DIRECTION:
Could you lay out all of the data below as a two-column CSV headed input and output, with one row per text and its answer? Put each in a single quoted field with line breaks turned into spaces, and leave the pictures out.

PROVIDED RECORDS:
********************

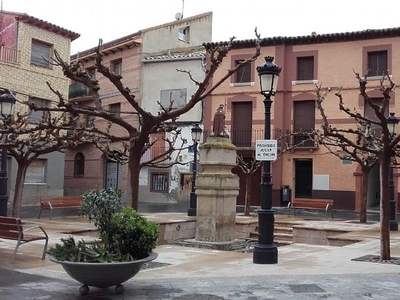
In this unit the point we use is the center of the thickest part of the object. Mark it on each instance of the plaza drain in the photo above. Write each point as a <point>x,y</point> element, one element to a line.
<point>198,297</point>
<point>306,288</point>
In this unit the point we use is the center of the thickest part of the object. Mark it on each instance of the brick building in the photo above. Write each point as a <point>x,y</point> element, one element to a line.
<point>25,42</point>
<point>309,170</point>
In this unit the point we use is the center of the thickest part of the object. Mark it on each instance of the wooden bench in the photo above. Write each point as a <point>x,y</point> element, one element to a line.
<point>12,229</point>
<point>325,204</point>
<point>48,203</point>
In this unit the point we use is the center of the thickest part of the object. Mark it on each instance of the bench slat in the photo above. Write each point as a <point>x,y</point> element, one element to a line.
<point>12,229</point>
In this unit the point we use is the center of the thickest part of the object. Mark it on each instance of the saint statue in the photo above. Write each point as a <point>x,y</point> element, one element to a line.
<point>219,121</point>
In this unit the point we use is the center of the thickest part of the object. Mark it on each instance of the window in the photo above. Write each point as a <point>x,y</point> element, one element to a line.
<point>244,73</point>
<point>40,54</point>
<point>36,116</point>
<point>346,162</point>
<point>79,165</point>
<point>303,124</point>
<point>173,98</point>
<point>159,182</point>
<point>115,109</point>
<point>183,34</point>
<point>377,63</point>
<point>36,172</point>
<point>116,66</point>
<point>305,68</point>
<point>242,117</point>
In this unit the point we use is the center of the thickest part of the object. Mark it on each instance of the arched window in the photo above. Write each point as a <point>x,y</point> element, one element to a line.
<point>79,165</point>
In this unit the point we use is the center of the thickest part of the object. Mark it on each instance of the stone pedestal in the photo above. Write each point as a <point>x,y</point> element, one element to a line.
<point>216,190</point>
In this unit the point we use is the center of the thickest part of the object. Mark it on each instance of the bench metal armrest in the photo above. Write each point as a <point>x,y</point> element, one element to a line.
<point>35,227</point>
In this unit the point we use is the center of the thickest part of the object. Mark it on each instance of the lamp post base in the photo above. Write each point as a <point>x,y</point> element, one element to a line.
<point>3,205</point>
<point>265,254</point>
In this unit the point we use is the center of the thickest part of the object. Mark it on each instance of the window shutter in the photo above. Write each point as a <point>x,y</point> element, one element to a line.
<point>40,54</point>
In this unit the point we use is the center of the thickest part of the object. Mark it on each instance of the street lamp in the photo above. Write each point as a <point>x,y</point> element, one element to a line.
<point>7,101</point>
<point>392,121</point>
<point>265,251</point>
<point>196,135</point>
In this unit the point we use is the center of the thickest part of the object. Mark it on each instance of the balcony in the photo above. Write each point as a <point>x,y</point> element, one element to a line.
<point>77,90</point>
<point>9,55</point>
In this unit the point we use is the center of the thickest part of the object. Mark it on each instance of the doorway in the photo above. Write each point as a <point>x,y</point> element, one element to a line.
<point>303,178</point>
<point>113,178</point>
<point>373,194</point>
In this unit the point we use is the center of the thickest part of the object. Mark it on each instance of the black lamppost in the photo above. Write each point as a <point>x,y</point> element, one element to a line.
<point>392,121</point>
<point>7,101</point>
<point>265,251</point>
<point>196,135</point>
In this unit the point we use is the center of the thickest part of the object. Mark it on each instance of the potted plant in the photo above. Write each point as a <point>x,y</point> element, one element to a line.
<point>126,240</point>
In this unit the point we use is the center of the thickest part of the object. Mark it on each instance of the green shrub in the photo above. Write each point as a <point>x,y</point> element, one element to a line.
<point>133,233</point>
<point>124,235</point>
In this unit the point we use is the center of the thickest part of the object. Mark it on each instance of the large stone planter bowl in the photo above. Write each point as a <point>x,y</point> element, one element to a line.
<point>103,275</point>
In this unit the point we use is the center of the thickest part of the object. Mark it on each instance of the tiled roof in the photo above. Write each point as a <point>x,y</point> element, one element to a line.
<point>196,53</point>
<point>314,38</point>
<point>128,40</point>
<point>44,25</point>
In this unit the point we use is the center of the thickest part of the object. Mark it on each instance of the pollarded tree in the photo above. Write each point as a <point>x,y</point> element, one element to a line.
<point>367,146</point>
<point>136,139</point>
<point>339,142</point>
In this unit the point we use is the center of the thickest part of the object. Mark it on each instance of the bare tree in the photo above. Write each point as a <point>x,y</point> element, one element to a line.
<point>340,141</point>
<point>366,147</point>
<point>136,140</point>
<point>26,141</point>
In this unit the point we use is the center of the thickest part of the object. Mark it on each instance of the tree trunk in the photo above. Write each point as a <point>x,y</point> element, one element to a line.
<point>364,195</point>
<point>19,189</point>
<point>247,196</point>
<point>385,207</point>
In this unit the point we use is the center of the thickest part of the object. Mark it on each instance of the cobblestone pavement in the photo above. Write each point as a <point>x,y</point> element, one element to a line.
<point>17,286</point>
<point>303,271</point>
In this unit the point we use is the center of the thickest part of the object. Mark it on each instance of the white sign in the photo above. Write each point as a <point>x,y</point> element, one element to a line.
<point>266,150</point>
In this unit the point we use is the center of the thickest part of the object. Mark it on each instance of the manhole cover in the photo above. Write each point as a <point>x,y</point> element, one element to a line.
<point>154,264</point>
<point>377,259</point>
<point>198,297</point>
<point>305,288</point>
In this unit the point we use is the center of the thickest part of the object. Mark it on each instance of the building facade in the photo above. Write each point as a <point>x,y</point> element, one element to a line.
<point>27,46</point>
<point>330,60</point>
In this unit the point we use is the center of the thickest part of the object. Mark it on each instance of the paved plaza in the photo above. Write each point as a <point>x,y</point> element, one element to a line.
<point>303,271</point>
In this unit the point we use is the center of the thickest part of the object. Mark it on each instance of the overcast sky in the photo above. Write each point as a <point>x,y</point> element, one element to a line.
<point>95,19</point>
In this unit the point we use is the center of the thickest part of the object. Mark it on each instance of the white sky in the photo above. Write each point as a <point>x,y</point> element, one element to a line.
<point>109,20</point>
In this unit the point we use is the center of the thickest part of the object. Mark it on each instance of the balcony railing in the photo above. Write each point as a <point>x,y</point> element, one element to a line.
<point>9,55</point>
<point>286,139</point>
<point>78,90</point>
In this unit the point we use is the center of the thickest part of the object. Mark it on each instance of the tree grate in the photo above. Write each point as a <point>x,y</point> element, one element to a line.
<point>377,259</point>
<point>306,288</point>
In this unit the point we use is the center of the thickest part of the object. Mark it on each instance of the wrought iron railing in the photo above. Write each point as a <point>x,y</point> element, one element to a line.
<point>286,139</point>
<point>9,55</point>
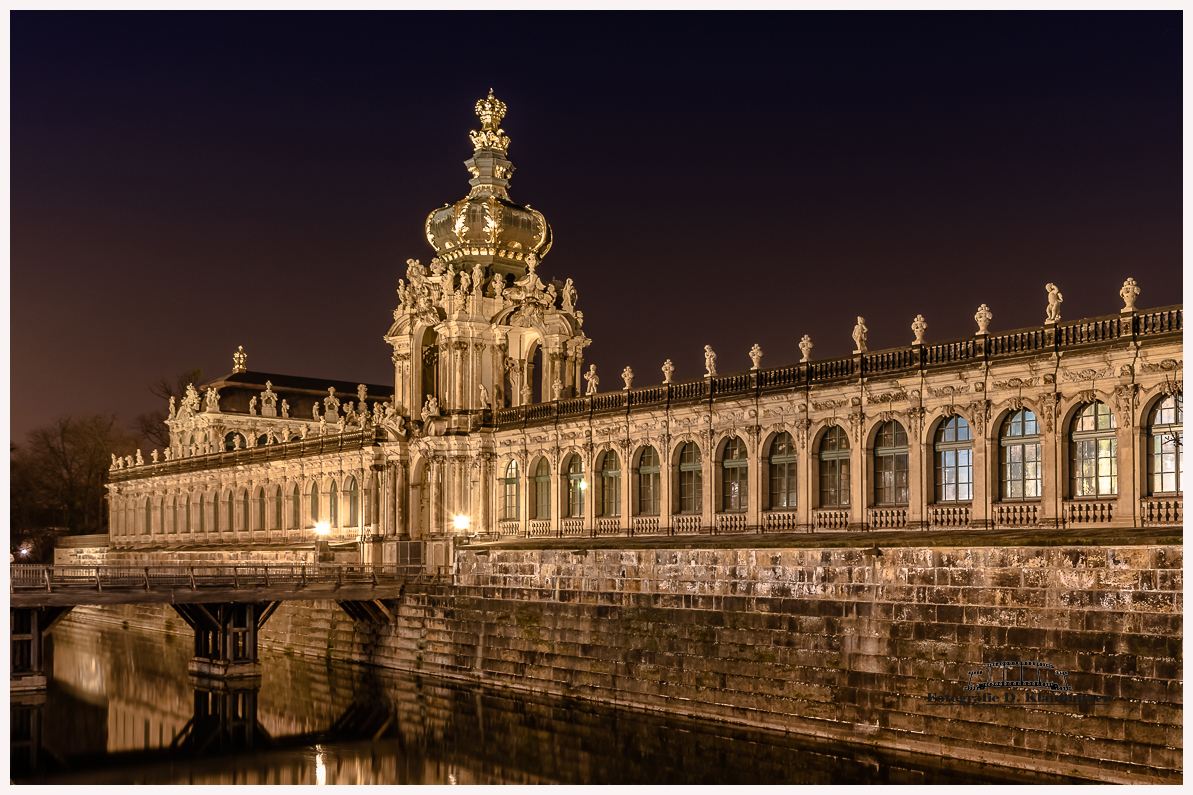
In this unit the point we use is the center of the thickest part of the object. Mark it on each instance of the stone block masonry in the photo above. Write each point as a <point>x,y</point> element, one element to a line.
<point>840,643</point>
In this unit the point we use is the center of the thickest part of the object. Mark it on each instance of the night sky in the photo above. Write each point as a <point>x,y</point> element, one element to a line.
<point>186,183</point>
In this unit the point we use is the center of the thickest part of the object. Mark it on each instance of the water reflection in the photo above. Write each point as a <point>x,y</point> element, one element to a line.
<point>121,708</point>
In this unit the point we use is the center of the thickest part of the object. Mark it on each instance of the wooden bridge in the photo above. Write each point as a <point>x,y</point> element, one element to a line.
<point>224,604</point>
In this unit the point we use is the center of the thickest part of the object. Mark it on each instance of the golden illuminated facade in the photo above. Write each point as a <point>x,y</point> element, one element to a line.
<point>493,426</point>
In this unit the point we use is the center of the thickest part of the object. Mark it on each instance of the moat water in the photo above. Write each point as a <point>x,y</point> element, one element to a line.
<point>122,709</point>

********************

SOLUTION TO THE EXERCISE:
input,output
"In this unit the point we use is the center of the thickest part of the object. Mark it on each instance of the plaza drain in the photo above. Write each point as a <point>x,y</point> element, one element to a line.","<point>198,297</point> <point>306,288</point>"
"In this unit the point we use is the center of the thickest part of the object. Mark it on each instance of the brick building in the photo above. Write each point as a <point>x,y</point> element, one element to a line.","<point>25,42</point> <point>309,170</point>"
"In this unit the point we use is the center of the thickest part of the object. Mark it on each instance of the wooden bench in the photo above. Write each point as a <point>x,y</point> element, one element to a line.","<point>12,229</point> <point>325,204</point> <point>48,203</point>"
"In this unit the point we use is the center of the thickest part of the object. Mark it on each instance of the bench slat in the photo above. Write each point as a <point>x,y</point> element, one element to a line.","<point>12,229</point>"
"In this unit the point we use is the center of the thickest part of the object. Mark it on each instance of the saint statue in the photo above. Write each point as a <point>x,y</point> element, one element to a line.","<point>219,121</point>"
"In this unit the point we use is the center of the thickest part of the object. Mark it on each instance of the window in the photo above. Write each point as a <point>x,y</point> element, one element to a line.","<point>244,73</point> <point>40,54</point> <point>36,116</point> <point>346,162</point> <point>79,165</point> <point>303,124</point> <point>173,98</point> <point>159,182</point> <point>115,109</point> <point>183,34</point> <point>377,63</point> <point>36,172</point> <point>116,66</point> <point>305,68</point> <point>242,117</point>"
"In this unit the point we use is the center of the thickest part of the object. Mark it on each instance of the arched window in the photo above. Write each point as a <point>x,y</point> element, one element to a line.","<point>79,165</point>"
"In this unit the point we use is the center of the thickest part of the object. Mark it on each instance of the stone pedestal in the photo above. Write each point as a <point>x,y</point> element, one element to a line.","<point>216,190</point>"
"In this unit the point we use is the center of the thickest part of the object. Mark it on each instance of the bench metal armrest in the photo above. Write each point as a <point>x,y</point> element, one element to a line.","<point>35,227</point>"
"In this unit the point we use is the center of the thickest part of the object. Mark it on each instance of the lamp post base in the photo above. Write each point as a <point>x,y</point> element, one element to a line.","<point>3,205</point> <point>265,254</point>"
"In this unit the point we use is the center of the thickest part of the object. Mark it on each instance of the window shutter in the photo above. Write each point as a <point>x,y</point> element, one element to a line.","<point>40,54</point>"
"In this unit the point we use is the center of the thickest part of the object. Mark it on each instance of the street lamp in the photo above. Write each point as a <point>x,y</point> element, one element to a line.","<point>7,101</point> <point>392,121</point> <point>265,251</point> <point>196,135</point>"
"In this unit the point we use is the center of the thickest part of the object. Mark it on each instance of the balcony in the photo above. Write each point as a <point>x,y</point> element, one element to a line.","<point>77,90</point> <point>9,55</point>"
"In this unit the point we use is the center of the thickest part of the object. Mark it on each instance of the doorway in the photo above. Write each point as a <point>x,y</point> element, one element to a line.","<point>303,178</point> <point>113,178</point> <point>373,194</point>"
"In this unit the point we use is the center of the thickest part of the object. Mark it on each instance of the black lamppost in the photo above. Write each point as a <point>x,y</point> element, one element to a line.","<point>392,121</point> <point>7,101</point> <point>265,251</point> <point>196,135</point>"
"In this unit the point we use is the center of the thickest part of the object. Mark it on each instance of the potted plant in the photo above. Write each point as a <point>x,y</point> element, one element to a line.","<point>126,240</point>"
"In this unit the point we use is the center of the thickest part of the object. Mark it on each instance of the green shrub in the photo above. Write each point as a <point>x,y</point> element, one element to a line.","<point>133,233</point> <point>124,235</point>"
"In this unit the point we use is the center of the thickest part of the object. Mark it on each instance of the large stone planter bowl in the photo above. Write each point as a <point>x,y</point> element, one element to a line.","<point>103,275</point>"
"In this unit the point we use is the center of the thickest part of the object. Mark it on each instance of the tiled roof in the photo above. Write each point as a <point>x,y</point> element, one element to a line.","<point>196,53</point> <point>314,38</point> <point>128,40</point> <point>44,25</point>"
"In this unit the point we use is the center of the thickest part of the object. Mark it on each instance of the pollarded tree in the photo above. Write each point as a <point>x,y</point> element, one element to a line.","<point>367,146</point> <point>136,139</point> <point>339,142</point>"
"In this unit the point we use is the center of the thickest part of the object. Mark it on each instance of the bare tree in the photo above. Write each point as a <point>x,y</point> element, one element to a line.","<point>340,141</point> <point>366,147</point> <point>136,140</point> <point>26,141</point>"
"In this unit the point we use is the center of the thickest part of the object. Mark it on each instance of the tree trunk in the photo above. Write each point as a <point>x,y</point> element, one element to a line.","<point>364,195</point> <point>19,189</point> <point>247,196</point> <point>385,207</point>"
"In this unit the point we use is the center of the thickest part of the object. Mark it on each instance of the cobblestone pavement in the photo above. Write each point as a <point>x,y</point> element, one element to a line.","<point>17,286</point> <point>303,271</point>"
"In this unit the point we use is the center of the thickest part of the object. Mark it on each instance of the white sign in the photo above. Write each point as a <point>x,y</point> element, one element to a line.","<point>266,150</point>"
"In this unit the point we use is the center of the thickest part of the object. Mark it on each instance of the manhole cover in the photo above. Write each point as a <point>x,y</point> element, one element to a line.","<point>154,264</point> <point>377,259</point> <point>198,297</point> <point>305,288</point>"
"In this unit the point we use is the center of the thickest part of the object. Mark it on each instance of the building facade in the photo above. Write each point as a <point>x,y</point> element, one element to a line.","<point>27,46</point> <point>330,60</point>"
"In this unit the point we use is the center of the thickest part of the object. Mark it on each instance of the paved plaza in the photo above. Write each point as a <point>x,y</point> element, one element to a line.","<point>303,271</point>"
"In this unit the point we use is the center of the thickest part of the object. Mark it on each instance of the overcast sky in the photo above. Write each point as a <point>x,y</point> element, one element to a line.","<point>95,19</point>"
"In this unit the point we use is the center of the thickest part of the object. Mark it on each instance of the white sky in the photo above. Write each point as a <point>x,y</point> element, one element to a line.","<point>109,20</point>"
"In this unit the point we use is the center of the thickest part of the object. Mark it on each instance of the balcony railing in the photo above. Write each point as a <point>x,y</point> element, one element to a line.","<point>9,55</point> <point>286,139</point> <point>78,90</point>"
"In this unit the point we use is the center of the thickest part of the object. Mark it on each instance of the tree grate in the photo above. Write each point as a <point>x,y</point> element, one element to a line.","<point>377,259</point> <point>306,288</point>"
"In this unit the point we use is the center of the thickest part of the object. Mark it on each instance of the wrought iron railing in the photo above. Write each point as a <point>x,y</point> element, one element to a line.","<point>286,139</point> <point>9,55</point>"
"In this unit the point we use is the center of the thickest part of the object. Mark it on each instance of the stone block masonry in the photo above. Write each point as a <point>x,y</point> element, one element to a line.","<point>840,643</point>"
"In this unit the point we use is the center of the thickest part of the object. Mark it on each instance of the night sky in the photo above. Write each point as a <point>x,y</point> element, one element to a line.","<point>186,183</point>"
"In this unit the point we use is the center of the thickest part of the object. Mark it on each instance of the water reflection in the photo above. Write each point as a <point>x,y</point> element, one element to a line.","<point>121,708</point>"
"In this unit the point we use is the center of the thickest part of the object. Mark it on each instance of the wooden bridge in the photo above. Write each point as a <point>x,y</point> element, one element to a line.","<point>224,604</point>"
"In this unit the point we use is the center of the thickest part of the object. Mark it on each instance of the golden illuminated facade in the photo above. Write each point as a <point>x,y</point> element, one element to a line.","<point>493,426</point>"
"In this unit the point we use is the center of the thickest part of the object. Mark it on each instance of the moat water in the photo above. Write each point as a <point>x,y</point> element, one element to a line.","<point>122,709</point>"